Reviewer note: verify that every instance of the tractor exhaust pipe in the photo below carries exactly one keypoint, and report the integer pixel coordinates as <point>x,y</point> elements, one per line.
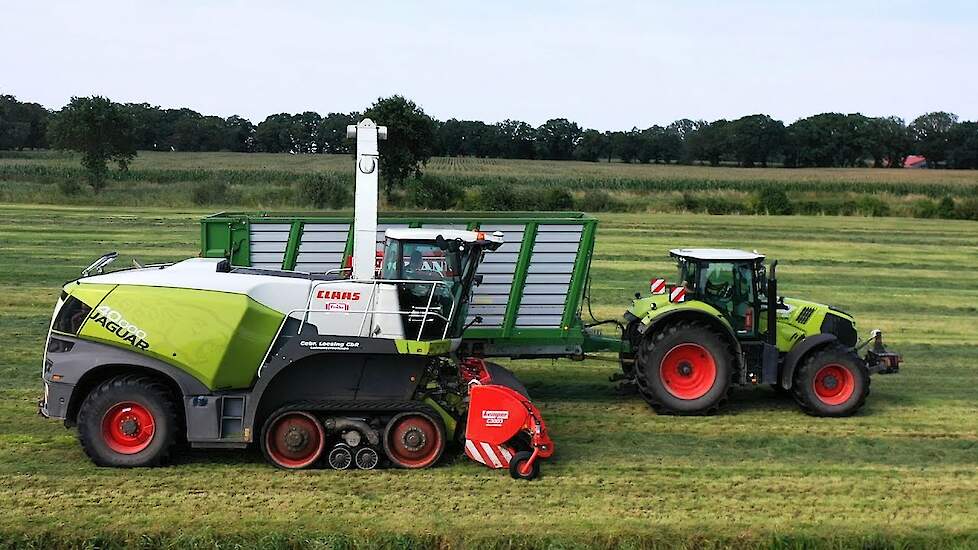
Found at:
<point>365,200</point>
<point>772,304</point>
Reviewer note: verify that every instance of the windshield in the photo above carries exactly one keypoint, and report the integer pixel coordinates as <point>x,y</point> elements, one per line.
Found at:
<point>427,263</point>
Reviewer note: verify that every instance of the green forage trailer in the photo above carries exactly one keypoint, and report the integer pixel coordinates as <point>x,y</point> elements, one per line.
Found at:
<point>528,301</point>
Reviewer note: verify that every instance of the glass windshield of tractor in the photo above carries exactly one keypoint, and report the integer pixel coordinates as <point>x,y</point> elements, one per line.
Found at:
<point>727,286</point>
<point>425,262</point>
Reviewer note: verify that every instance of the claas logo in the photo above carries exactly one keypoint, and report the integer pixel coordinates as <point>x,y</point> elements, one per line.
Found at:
<point>338,295</point>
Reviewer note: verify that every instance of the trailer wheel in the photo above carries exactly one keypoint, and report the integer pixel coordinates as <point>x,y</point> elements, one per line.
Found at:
<point>414,440</point>
<point>128,421</point>
<point>518,468</point>
<point>685,368</point>
<point>293,439</point>
<point>832,381</point>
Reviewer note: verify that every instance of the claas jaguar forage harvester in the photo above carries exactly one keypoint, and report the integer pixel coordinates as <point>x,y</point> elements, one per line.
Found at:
<point>353,367</point>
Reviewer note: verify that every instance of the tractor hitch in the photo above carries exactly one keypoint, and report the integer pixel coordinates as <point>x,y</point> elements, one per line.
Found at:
<point>878,359</point>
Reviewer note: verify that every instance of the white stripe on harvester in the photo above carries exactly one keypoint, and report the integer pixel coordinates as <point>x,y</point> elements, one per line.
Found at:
<point>506,454</point>
<point>473,452</point>
<point>491,454</point>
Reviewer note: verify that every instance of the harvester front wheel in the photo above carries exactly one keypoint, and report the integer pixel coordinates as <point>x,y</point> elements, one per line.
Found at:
<point>685,368</point>
<point>832,381</point>
<point>293,439</point>
<point>128,421</point>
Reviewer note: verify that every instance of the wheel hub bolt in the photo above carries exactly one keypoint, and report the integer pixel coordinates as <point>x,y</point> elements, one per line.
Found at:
<point>295,439</point>
<point>129,426</point>
<point>413,439</point>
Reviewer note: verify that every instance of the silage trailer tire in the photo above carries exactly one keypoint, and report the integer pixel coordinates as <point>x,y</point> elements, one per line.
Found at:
<point>832,381</point>
<point>686,369</point>
<point>128,421</point>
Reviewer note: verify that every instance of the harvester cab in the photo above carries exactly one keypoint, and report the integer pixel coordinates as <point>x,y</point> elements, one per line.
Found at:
<point>723,323</point>
<point>352,367</point>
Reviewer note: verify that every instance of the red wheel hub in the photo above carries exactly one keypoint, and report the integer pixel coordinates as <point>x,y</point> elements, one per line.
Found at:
<point>295,440</point>
<point>688,371</point>
<point>834,384</point>
<point>414,441</point>
<point>128,427</point>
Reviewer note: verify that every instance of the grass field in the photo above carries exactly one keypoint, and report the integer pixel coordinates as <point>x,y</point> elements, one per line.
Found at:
<point>903,473</point>
<point>261,180</point>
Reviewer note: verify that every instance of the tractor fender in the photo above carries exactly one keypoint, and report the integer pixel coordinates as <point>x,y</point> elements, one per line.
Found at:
<point>798,352</point>
<point>685,314</point>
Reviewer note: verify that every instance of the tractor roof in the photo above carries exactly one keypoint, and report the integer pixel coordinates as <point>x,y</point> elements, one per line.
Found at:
<point>424,234</point>
<point>719,254</point>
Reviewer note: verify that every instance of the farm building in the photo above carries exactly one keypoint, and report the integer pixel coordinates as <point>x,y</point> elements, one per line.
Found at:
<point>915,161</point>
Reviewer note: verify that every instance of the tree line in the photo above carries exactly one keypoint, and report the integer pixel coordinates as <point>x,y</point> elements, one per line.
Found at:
<point>822,140</point>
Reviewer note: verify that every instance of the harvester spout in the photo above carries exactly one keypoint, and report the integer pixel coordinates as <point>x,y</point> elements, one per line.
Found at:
<point>365,202</point>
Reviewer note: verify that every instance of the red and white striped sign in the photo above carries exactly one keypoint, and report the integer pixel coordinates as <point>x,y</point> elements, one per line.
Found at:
<point>657,286</point>
<point>493,456</point>
<point>678,294</point>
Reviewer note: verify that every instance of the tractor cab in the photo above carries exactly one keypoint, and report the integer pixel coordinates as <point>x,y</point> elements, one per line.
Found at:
<point>732,281</point>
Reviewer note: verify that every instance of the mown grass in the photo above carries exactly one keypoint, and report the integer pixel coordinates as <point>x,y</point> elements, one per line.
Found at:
<point>903,473</point>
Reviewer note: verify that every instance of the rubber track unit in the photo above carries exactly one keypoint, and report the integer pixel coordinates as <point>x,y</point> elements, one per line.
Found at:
<point>646,348</point>
<point>347,407</point>
<point>124,382</point>
<point>807,365</point>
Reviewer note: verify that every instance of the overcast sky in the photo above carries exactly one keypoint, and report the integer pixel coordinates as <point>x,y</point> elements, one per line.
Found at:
<point>602,64</point>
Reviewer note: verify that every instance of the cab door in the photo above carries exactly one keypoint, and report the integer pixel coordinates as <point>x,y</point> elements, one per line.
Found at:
<point>729,287</point>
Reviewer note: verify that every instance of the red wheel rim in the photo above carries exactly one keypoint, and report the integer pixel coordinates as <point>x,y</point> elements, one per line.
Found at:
<point>295,440</point>
<point>414,441</point>
<point>128,427</point>
<point>834,384</point>
<point>688,371</point>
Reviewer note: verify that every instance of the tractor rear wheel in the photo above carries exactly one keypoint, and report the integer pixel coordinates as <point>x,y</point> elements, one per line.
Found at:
<point>128,421</point>
<point>832,381</point>
<point>685,368</point>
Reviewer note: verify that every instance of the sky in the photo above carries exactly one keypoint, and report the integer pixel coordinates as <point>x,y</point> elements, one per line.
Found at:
<point>605,65</point>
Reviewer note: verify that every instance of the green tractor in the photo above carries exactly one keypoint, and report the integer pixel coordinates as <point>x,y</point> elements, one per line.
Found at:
<point>724,324</point>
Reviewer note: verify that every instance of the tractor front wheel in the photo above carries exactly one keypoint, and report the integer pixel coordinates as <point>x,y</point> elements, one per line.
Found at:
<point>685,368</point>
<point>832,381</point>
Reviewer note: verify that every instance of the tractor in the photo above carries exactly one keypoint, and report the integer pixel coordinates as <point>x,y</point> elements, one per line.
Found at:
<point>723,325</point>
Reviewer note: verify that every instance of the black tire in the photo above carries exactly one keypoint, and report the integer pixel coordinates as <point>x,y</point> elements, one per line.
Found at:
<point>428,452</point>
<point>516,465</point>
<point>655,348</point>
<point>153,397</point>
<point>808,382</point>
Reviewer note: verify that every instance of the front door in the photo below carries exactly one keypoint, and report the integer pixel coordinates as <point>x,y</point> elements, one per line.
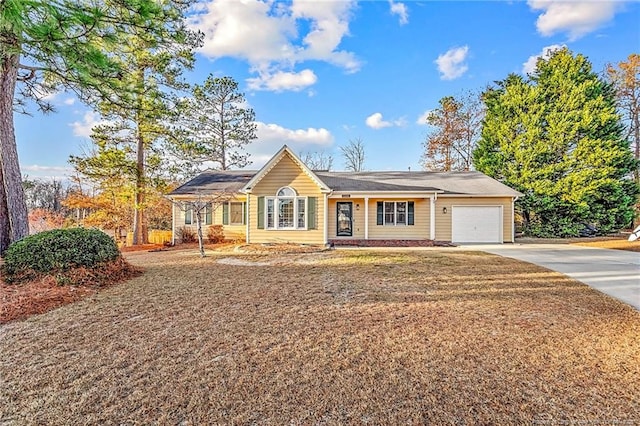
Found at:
<point>345,216</point>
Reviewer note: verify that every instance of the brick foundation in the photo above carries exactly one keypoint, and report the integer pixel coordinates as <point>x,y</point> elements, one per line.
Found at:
<point>389,243</point>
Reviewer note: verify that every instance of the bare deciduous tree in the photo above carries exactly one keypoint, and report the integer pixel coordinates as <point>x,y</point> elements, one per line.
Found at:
<point>199,205</point>
<point>318,160</point>
<point>457,123</point>
<point>354,155</point>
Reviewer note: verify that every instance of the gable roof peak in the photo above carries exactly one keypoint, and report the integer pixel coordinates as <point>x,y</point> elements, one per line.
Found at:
<point>285,150</point>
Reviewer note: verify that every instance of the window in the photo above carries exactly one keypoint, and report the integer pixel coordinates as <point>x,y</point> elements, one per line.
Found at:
<point>236,216</point>
<point>395,213</point>
<point>206,215</point>
<point>286,210</point>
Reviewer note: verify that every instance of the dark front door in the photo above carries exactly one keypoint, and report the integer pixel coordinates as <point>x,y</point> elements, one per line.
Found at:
<point>345,216</point>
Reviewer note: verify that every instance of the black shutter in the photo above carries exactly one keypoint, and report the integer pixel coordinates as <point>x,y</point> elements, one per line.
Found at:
<point>225,214</point>
<point>260,212</point>
<point>410,213</point>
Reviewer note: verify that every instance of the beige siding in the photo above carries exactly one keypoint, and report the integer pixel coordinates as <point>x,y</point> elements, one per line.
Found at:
<point>286,173</point>
<point>418,231</point>
<point>443,220</point>
<point>231,232</point>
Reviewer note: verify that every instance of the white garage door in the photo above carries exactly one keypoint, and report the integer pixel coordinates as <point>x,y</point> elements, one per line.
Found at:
<point>476,224</point>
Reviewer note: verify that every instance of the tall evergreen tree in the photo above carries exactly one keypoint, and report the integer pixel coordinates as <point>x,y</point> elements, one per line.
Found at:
<point>215,126</point>
<point>456,126</point>
<point>557,138</point>
<point>64,44</point>
<point>626,80</point>
<point>136,121</point>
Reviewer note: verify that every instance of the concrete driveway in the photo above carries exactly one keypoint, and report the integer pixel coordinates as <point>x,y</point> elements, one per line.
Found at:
<point>613,272</point>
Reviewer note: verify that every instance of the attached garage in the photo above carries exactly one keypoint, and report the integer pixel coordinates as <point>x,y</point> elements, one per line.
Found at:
<point>476,224</point>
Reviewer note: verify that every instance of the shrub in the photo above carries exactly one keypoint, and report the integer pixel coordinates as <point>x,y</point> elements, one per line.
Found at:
<point>187,235</point>
<point>215,234</point>
<point>57,251</point>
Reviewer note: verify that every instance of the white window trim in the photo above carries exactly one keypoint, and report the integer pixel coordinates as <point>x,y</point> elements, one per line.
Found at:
<point>276,212</point>
<point>395,213</point>
<point>243,213</point>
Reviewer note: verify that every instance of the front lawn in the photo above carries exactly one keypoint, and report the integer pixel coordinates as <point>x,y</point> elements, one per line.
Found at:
<point>378,337</point>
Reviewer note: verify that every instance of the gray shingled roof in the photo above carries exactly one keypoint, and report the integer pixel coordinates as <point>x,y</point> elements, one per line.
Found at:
<point>466,183</point>
<point>463,183</point>
<point>212,181</point>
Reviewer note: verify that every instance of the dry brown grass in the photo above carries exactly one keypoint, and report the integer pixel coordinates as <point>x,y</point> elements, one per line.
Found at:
<point>341,337</point>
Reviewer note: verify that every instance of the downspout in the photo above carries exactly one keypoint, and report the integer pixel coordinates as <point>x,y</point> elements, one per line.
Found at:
<point>513,219</point>
<point>366,217</point>
<point>173,221</point>
<point>432,216</point>
<point>248,216</point>
<point>326,219</point>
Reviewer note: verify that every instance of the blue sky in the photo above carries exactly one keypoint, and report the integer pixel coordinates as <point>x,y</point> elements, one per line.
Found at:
<point>319,73</point>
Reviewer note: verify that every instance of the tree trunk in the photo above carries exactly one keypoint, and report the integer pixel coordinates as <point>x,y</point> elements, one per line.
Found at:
<point>198,210</point>
<point>139,236</point>
<point>4,220</point>
<point>14,219</point>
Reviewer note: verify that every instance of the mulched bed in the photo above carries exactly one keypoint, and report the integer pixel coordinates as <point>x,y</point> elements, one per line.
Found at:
<point>335,337</point>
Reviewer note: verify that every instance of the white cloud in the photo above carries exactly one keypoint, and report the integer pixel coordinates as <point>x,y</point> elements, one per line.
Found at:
<point>271,137</point>
<point>310,136</point>
<point>281,80</point>
<point>273,37</point>
<point>401,10</point>
<point>530,66</point>
<point>451,63</point>
<point>422,119</point>
<point>89,121</point>
<point>577,18</point>
<point>376,121</point>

== == ==

EXERCISE DESCRIPTION. Search the data above for the word "tire" and count the lines where it appears. Only the number should be given.

SOLVED PROBLEM. 2